**STATED PROBLEM**:
Duplicate every line of the records below word for word, omitting the pictures.

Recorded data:

+ + +

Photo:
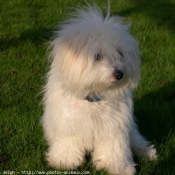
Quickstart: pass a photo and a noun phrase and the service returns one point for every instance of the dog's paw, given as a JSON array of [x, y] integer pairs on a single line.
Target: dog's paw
[[152, 153]]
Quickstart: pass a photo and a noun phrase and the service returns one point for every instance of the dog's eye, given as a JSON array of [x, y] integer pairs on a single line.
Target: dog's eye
[[98, 57], [121, 54]]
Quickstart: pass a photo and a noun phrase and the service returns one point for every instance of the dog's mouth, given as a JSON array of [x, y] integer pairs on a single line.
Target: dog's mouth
[[118, 74]]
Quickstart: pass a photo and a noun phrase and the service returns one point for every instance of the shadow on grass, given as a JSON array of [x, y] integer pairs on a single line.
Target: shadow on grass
[[155, 114], [35, 36]]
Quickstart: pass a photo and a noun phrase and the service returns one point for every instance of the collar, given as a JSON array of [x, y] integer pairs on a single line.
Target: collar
[[94, 99]]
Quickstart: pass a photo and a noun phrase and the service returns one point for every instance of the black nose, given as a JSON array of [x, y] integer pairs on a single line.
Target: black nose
[[118, 74]]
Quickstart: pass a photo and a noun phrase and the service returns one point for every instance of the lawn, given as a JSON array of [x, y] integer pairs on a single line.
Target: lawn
[[25, 29]]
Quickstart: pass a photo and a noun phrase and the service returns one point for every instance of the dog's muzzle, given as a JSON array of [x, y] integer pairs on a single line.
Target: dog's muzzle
[[118, 74]]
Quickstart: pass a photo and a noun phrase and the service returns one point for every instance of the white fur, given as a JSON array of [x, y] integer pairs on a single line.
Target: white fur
[[72, 124]]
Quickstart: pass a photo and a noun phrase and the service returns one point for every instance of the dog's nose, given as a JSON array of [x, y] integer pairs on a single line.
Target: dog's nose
[[118, 74]]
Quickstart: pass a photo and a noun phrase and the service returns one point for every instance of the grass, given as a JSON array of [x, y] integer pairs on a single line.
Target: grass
[[24, 32]]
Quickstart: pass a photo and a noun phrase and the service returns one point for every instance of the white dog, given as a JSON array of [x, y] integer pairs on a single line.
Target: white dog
[[88, 104]]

+ + +

**WRITTEN ANSWER**:
Photo:
Quickstart: pass a photo and a noun phrase and the service returns one point for every instance of the dog's paw, given as a JSON array of [x, y] integer pairs on a single line.
Target: dog's paw
[[152, 153]]
Quickstart: pass a photo and a noun phrase and the service returns one point for every instance of the dog's eye, given as a JSON array of [x, y] integer pairs on a single line.
Target: dog's eye
[[98, 57], [121, 54]]
Quickstart: pass a photo and a noun phrase and the service returns one point for every instance of the dog's mouth, given as a JSON array of [x, y] integer pairs on a single line.
Target: dog's mouth
[[118, 74]]
Quickstart: pass a photo and a noun phrase and the service returns one point for every instance of the shadow on grass, given as a JSON array of [x, y] integer pairs on a single line.
Target: shadow on grass
[[155, 114], [35, 36]]
Quickstart: pass a photo and a noun phrase and the service returns one point for every instance of the collar, given as a JSON array of [x, y] integer pairs on a single line.
Target: collar
[[94, 99]]
Quickstart: pass a photo and a noun phrase and the service returns one point for every instance of the black nose, given as a JSON array of [x, y] integer pairs on a single line.
Target: black nose
[[118, 74]]
Quickstart: pass a photo and a noun phrase and the service returns one point for every instance of the lawn, given as a JSON array of [x, y] integer pairs on a single line.
Target: lawn
[[25, 29]]
Quickstart: pass a photo and a noun phrase and the service returns one point for every instance of the dog's muzzle, given as a JSON array of [x, y] integer pairs on a single line.
Target: dog's muzzle
[[118, 74]]
Quickstart: pass a photo and a noun phrase and the service returns one point for every instance of the white fur, given as a JSON array of [x, y] integer pairs on a single line.
Target: white fur
[[72, 124]]
Quickstart: pass a photo and a noun phrase and the service returns one point for every instance of the dog's nose, given as a JSON array of [x, y] integer pairs on a single line.
Target: dog's nose
[[118, 74]]
Quickstart: pass a photo and a noun phrase and the service returns one point for every instance of the grass, given as a JSON array of [x, y] integer pairs on a single line.
Target: grass
[[24, 32]]
Quickstart: pass a photo and a noun phrase and the service returns one point for every instance of the white dog, given as a JSON array of [x, y] integer pairs on a single line.
Target: white dog
[[88, 104]]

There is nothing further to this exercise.